## Given problem A
Which lines of the records below contain the word "fender"? Extract each of those lines in full.

## Excerpted passage

Once the index is created, prepare an index reader class. You will use IndexReader class to read the index, to count the number of terms, frequencies and counting total number of documents. To work on the indexed materials you will use an IndexReader class to do your work. Below is the IndexOpener.java class.
package com.computergodzilla.cosinesimilairty;

import java.io.File;
import java.io.IOException;
import org.apache.lucene.index.DirectoryReader;
import org.apache.lucene.index.IndexReader;
import org.apache.lucene.store.FSDirectory;

/**
 * Class to Get the Lucene Index Reader
 * @author Mubin Shrestha
 */
public class IndexOpener {
    
    public static IndexReader GetIndexReader() throws IOException {
        IndexReader indexReader = DirectoryReader.open(FSDirectory.open(new File(Configuration.INDEX_DIRECTORY)));
        return indexReader;
    }

    /**
     * Returns the total number of documents in the index
     * @return
     * @throws IOException 
     */
    public static Integer TotalDocumentInIndex() throws IOException
    {
        Integer maxDoc = GetIndexReader().maxDoc();
        GetIndexReader().close();
        return maxDoc;
    }
}

Steps III. Getting all the terms indexed from the Lucene Index

This class is necessary to generate the document vectors. All terms in the index gives the total length of the vector needed to be created for the document vector. Below is the AllTerms.java Class.
package com.computergodzilla.cosinesimilarity;

import java.io.IOException;
import java.util.HashMap;
import java.util.Map;
import java.util.Map.Entry;
import org.apache.lucene.index.IndexReader;
import org.apache.lucene.index.Terms;
import org.apache.lucene.index.TermsEnum;
import org.apache.lucene.util.BytesRef;

/**
 * Class that will get all the terms in the index.
 * @author Mubin Shrestha
 */
public class AllTerms {
    private Map allTerms;
    Integer totalNoOfDocumentInIndex;
    IndexReader indexReader;
    
    public AllTerms() throws IOException
    {    
        allTerms = new HashMap<>();
        indexReader = IndexOpener.GetIndexReader();
        totalNoOfDocumentInIndex = IndexOpener.TotalDocumentInIndex();
    }
        
    public void initAllTerms() throws IOException
    {
        int pos = 0;
        for (int docId = 0; docId < totalNoOfDocumentInIndex; docId++) {
            Terms vector = indexReader.getTermVector(docId, Configuration.FIELD_CONTENT);
            TermsEnum termsEnum = null;
            termsEnum = vector.iterator(termsEnum);
            BytesRef text = null;
            while ((text = termsEnum.next()) != null) {
                String term = text.utf8ToString();
                allTerms.put(term, pos++);
            }
        }       
        
        //Update postition
        pos = 0;
        for(Entry<String,Integer> s : allTerms.entrySet())

## Object point labels

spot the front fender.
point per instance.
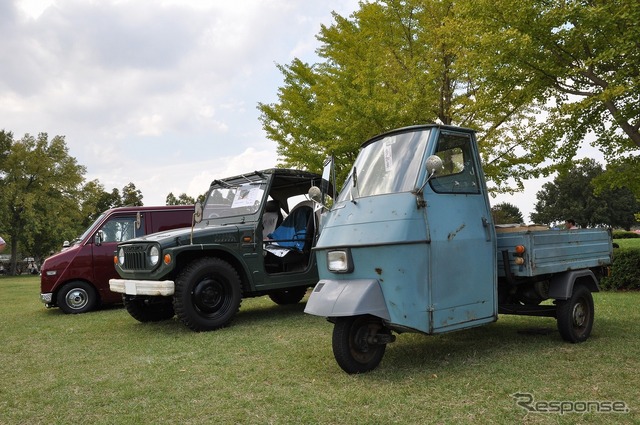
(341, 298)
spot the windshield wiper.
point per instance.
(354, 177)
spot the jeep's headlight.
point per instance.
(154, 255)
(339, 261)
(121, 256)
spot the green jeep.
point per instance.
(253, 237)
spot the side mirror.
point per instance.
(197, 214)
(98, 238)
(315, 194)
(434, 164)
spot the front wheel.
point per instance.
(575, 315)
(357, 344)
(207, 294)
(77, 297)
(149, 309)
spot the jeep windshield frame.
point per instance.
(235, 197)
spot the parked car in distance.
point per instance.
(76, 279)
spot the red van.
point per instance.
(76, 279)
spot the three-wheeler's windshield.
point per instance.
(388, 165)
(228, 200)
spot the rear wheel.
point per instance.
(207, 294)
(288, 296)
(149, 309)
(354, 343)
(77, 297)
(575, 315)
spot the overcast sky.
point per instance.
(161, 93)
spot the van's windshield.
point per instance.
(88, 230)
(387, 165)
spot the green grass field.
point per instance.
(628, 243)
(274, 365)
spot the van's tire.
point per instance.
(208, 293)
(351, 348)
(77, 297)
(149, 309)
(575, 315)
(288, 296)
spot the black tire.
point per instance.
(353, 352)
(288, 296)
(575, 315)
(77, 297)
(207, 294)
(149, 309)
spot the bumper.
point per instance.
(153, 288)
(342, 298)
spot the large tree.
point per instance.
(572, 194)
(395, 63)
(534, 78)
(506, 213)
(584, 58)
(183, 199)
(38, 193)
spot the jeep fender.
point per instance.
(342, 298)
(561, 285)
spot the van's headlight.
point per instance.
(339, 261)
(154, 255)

## Given problem B
Can you output the part of the Lucene code walkthrough above, starting at "This class is" and ending at "the AllTerms.java Class.", copied word for word?

## Exercise answer A
spot the front fender.
spot the jeep fender.

## Exercise answer B
This class is necessary to generate the document vectors. All terms in the index gives the total length of the vector needed to be created for the document vector. Below is the AllTerms.java Class.